### Directions
Identify the line that contains "Please identify the gravel" in the material. Output it and every line after it, unchanged, through the end.
╭─ Data for the task
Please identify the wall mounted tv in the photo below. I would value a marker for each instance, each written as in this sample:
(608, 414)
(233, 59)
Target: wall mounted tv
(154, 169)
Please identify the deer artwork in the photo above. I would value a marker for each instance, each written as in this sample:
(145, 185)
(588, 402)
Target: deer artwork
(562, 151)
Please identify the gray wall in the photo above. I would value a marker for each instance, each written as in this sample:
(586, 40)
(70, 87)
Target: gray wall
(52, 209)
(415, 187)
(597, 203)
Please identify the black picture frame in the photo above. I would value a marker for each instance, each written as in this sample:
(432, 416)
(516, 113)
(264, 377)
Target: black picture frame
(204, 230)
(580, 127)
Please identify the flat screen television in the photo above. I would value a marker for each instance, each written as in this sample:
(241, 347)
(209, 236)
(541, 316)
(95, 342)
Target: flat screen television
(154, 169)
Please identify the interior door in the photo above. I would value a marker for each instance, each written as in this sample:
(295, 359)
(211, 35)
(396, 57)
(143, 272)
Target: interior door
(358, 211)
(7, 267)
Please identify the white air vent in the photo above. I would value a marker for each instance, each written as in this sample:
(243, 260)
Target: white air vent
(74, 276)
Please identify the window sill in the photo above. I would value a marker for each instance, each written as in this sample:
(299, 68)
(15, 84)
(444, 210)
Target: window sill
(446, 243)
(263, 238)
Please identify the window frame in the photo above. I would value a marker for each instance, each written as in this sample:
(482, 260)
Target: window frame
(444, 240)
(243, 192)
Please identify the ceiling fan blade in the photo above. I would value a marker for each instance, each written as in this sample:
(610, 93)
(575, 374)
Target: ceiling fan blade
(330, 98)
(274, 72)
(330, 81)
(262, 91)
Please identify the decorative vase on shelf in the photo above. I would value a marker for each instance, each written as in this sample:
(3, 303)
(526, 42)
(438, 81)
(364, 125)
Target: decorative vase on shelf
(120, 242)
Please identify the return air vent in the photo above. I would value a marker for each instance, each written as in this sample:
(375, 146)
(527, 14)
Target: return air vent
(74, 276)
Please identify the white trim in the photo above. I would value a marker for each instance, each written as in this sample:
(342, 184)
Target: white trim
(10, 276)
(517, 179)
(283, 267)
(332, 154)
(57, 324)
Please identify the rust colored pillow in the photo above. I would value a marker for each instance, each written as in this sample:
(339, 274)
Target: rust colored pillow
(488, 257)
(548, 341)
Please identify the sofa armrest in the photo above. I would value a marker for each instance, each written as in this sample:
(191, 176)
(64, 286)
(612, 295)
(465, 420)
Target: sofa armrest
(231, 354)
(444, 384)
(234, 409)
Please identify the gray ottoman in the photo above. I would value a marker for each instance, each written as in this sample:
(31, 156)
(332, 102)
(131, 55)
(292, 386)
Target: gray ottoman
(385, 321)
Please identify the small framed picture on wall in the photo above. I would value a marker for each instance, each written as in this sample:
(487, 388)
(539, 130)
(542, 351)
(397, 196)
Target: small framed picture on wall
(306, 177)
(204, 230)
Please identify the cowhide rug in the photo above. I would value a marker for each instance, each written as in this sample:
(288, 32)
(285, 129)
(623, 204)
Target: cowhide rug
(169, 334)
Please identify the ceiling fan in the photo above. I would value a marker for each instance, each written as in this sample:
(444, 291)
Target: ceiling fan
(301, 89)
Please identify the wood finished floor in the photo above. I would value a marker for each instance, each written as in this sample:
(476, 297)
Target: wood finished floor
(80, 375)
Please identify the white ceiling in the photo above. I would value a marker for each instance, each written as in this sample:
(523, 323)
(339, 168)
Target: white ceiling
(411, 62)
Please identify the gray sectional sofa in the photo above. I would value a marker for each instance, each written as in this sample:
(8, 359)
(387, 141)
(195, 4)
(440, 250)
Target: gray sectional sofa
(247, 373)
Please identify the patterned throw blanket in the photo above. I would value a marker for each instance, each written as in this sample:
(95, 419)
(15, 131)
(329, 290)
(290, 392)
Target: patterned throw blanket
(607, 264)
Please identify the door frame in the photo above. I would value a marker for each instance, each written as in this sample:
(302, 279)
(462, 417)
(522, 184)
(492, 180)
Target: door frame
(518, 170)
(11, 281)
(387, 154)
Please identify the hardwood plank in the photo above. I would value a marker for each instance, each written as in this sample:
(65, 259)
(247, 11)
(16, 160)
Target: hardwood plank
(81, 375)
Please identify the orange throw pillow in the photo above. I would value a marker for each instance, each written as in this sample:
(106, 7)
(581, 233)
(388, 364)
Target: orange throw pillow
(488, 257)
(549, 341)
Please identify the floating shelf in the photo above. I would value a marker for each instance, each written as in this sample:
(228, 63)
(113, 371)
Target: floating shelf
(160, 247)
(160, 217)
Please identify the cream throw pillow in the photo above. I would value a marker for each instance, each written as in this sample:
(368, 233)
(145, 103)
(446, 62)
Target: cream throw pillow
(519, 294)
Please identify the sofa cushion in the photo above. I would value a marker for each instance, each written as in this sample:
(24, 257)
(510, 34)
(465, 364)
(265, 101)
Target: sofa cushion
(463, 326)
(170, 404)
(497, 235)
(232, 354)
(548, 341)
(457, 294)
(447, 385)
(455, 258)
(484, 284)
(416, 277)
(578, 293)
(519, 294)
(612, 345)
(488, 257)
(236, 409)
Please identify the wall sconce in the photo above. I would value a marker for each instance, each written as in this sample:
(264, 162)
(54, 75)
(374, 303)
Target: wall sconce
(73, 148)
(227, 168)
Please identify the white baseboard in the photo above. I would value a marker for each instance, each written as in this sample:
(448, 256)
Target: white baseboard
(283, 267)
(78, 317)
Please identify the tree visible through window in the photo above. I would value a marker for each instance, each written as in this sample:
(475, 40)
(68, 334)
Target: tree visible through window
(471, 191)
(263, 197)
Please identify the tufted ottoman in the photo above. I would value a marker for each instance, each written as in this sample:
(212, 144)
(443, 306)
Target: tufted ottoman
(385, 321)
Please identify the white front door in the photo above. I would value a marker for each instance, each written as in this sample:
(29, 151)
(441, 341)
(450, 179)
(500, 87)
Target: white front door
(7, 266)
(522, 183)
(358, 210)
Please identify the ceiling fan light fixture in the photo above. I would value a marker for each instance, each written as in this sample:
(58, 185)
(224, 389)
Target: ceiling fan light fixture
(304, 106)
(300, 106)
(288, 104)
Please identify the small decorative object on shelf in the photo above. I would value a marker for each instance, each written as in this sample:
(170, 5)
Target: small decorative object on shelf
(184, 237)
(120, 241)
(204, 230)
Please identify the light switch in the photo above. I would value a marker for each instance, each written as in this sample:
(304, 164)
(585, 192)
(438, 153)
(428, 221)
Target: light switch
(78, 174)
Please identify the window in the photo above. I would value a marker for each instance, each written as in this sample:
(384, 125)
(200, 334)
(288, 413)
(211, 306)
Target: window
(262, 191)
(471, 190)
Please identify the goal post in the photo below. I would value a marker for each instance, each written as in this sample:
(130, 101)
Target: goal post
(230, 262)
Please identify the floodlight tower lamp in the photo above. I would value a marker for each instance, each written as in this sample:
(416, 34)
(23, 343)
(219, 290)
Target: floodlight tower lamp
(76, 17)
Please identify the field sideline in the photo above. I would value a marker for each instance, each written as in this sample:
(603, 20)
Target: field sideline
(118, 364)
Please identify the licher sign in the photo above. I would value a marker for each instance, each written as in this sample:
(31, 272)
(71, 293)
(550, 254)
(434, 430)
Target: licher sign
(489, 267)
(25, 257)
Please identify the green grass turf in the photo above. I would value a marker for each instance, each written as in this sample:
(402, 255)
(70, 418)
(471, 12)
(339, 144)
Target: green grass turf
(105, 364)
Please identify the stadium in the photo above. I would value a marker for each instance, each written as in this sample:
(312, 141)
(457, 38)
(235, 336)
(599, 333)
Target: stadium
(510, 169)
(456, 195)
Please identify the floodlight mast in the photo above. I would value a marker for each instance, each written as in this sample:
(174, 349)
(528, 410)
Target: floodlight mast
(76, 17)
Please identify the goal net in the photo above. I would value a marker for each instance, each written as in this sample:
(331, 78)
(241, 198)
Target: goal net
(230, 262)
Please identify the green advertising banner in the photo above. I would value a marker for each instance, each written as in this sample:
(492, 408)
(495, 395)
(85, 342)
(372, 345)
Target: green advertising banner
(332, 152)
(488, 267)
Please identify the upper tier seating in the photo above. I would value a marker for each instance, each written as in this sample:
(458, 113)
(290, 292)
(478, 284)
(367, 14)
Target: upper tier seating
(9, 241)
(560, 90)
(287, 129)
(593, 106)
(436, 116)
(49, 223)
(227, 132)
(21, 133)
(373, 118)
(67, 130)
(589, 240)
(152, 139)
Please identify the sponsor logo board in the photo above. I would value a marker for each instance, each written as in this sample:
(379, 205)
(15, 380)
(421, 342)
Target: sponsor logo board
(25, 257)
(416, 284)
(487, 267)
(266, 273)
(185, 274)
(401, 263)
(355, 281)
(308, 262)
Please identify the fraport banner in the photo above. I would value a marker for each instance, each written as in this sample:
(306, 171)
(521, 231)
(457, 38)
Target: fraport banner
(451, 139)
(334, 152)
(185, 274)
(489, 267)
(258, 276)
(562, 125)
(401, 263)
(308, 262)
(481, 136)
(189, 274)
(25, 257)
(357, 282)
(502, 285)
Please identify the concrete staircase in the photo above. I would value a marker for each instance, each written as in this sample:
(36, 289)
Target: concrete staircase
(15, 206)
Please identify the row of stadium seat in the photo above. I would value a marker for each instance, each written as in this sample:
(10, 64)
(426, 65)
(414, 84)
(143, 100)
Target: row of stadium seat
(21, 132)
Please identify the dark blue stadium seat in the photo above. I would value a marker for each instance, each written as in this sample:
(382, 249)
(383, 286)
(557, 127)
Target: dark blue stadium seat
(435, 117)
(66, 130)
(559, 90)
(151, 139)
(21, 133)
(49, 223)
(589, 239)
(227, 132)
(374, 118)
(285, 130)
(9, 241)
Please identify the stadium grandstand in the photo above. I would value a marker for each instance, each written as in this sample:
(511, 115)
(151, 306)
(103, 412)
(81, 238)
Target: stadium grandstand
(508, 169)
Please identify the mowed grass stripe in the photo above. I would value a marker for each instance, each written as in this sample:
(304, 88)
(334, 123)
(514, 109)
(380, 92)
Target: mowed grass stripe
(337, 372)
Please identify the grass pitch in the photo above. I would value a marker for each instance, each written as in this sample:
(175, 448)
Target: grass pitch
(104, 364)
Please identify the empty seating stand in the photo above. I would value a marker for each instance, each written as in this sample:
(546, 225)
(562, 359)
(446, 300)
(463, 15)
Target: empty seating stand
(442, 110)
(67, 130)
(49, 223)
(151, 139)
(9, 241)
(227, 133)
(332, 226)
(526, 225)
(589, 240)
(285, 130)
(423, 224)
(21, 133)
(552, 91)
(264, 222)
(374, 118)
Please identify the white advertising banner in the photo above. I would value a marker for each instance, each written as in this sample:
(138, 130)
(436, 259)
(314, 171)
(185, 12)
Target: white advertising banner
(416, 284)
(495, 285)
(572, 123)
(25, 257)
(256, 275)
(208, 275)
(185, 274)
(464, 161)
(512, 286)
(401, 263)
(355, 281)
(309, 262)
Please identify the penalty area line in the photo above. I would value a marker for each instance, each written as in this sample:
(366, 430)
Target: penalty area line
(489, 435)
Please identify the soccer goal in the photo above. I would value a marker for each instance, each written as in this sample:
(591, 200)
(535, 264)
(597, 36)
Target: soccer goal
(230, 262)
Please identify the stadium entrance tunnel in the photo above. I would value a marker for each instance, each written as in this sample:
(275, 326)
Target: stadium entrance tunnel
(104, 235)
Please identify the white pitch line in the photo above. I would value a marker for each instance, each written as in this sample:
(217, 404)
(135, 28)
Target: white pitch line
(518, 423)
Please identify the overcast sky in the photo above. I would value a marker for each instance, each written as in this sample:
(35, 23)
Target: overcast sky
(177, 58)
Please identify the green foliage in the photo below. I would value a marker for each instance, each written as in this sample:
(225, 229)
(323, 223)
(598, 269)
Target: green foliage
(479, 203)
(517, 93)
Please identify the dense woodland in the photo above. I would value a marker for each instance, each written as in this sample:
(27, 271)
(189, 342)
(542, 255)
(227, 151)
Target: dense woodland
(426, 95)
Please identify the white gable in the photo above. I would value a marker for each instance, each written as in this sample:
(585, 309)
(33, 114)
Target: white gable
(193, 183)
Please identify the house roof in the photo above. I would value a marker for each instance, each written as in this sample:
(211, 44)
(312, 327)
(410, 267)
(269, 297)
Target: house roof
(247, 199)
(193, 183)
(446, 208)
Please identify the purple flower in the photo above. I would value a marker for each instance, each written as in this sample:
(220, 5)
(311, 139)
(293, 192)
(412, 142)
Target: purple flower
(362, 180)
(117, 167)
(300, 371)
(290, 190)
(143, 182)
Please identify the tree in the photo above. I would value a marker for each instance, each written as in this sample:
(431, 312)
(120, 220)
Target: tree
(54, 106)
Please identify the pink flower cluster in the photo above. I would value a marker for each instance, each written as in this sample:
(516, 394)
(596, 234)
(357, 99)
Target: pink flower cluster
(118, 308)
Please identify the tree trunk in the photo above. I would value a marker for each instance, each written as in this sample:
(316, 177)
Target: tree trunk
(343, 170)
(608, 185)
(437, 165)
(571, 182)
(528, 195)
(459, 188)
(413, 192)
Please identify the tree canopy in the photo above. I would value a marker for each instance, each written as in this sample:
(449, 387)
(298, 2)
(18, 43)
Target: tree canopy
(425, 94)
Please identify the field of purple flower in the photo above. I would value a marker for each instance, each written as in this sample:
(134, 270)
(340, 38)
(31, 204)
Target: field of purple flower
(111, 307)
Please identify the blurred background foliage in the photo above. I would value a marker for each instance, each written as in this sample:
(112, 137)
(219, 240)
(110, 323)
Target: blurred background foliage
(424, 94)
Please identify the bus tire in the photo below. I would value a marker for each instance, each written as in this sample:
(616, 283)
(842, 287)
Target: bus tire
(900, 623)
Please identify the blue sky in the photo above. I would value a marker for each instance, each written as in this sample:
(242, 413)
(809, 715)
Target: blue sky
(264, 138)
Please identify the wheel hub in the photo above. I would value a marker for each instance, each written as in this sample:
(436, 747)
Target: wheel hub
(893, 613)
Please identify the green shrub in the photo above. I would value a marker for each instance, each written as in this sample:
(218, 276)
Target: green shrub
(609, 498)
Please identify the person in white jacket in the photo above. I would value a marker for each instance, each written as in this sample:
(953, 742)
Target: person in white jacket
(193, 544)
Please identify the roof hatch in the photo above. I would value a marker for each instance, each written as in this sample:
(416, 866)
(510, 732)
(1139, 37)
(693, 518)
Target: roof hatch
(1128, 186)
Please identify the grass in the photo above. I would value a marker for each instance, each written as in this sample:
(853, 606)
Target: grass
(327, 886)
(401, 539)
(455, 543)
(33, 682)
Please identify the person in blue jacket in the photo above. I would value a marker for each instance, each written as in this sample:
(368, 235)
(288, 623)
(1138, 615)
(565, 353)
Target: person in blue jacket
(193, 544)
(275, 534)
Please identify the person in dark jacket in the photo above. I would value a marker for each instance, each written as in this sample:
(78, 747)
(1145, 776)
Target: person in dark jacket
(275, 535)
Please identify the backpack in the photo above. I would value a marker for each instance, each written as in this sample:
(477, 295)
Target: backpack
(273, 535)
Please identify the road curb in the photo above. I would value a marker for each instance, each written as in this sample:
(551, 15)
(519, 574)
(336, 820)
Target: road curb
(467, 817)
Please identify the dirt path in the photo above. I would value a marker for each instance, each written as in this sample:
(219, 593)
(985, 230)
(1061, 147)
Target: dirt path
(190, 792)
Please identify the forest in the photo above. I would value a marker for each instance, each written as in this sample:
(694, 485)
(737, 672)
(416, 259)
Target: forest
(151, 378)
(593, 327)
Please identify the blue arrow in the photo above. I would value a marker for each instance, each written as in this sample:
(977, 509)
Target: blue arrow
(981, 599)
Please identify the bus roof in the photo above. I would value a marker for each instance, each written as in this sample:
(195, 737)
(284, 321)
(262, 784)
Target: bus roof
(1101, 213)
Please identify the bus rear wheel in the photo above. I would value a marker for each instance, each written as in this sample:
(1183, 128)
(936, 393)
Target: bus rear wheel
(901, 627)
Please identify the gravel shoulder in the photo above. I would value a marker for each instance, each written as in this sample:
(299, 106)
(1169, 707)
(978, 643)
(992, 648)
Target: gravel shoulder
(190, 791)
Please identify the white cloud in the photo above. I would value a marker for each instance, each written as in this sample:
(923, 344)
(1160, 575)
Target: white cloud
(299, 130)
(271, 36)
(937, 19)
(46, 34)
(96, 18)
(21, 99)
╰─
### The output
Please identify the gravel shoulder in the photo above. I would value a marker for each instance, each written as in this sample:
(299, 106)
(1169, 707)
(978, 643)
(992, 648)
Target: gravel shoulder
(190, 791)
Please identify the white cloud in the photo above. I would value a marker for each instance, each written as in this sample:
(923, 344)
(1160, 575)
Target: white cloud
(299, 130)
(271, 36)
(937, 19)
(46, 34)
(96, 18)
(21, 99)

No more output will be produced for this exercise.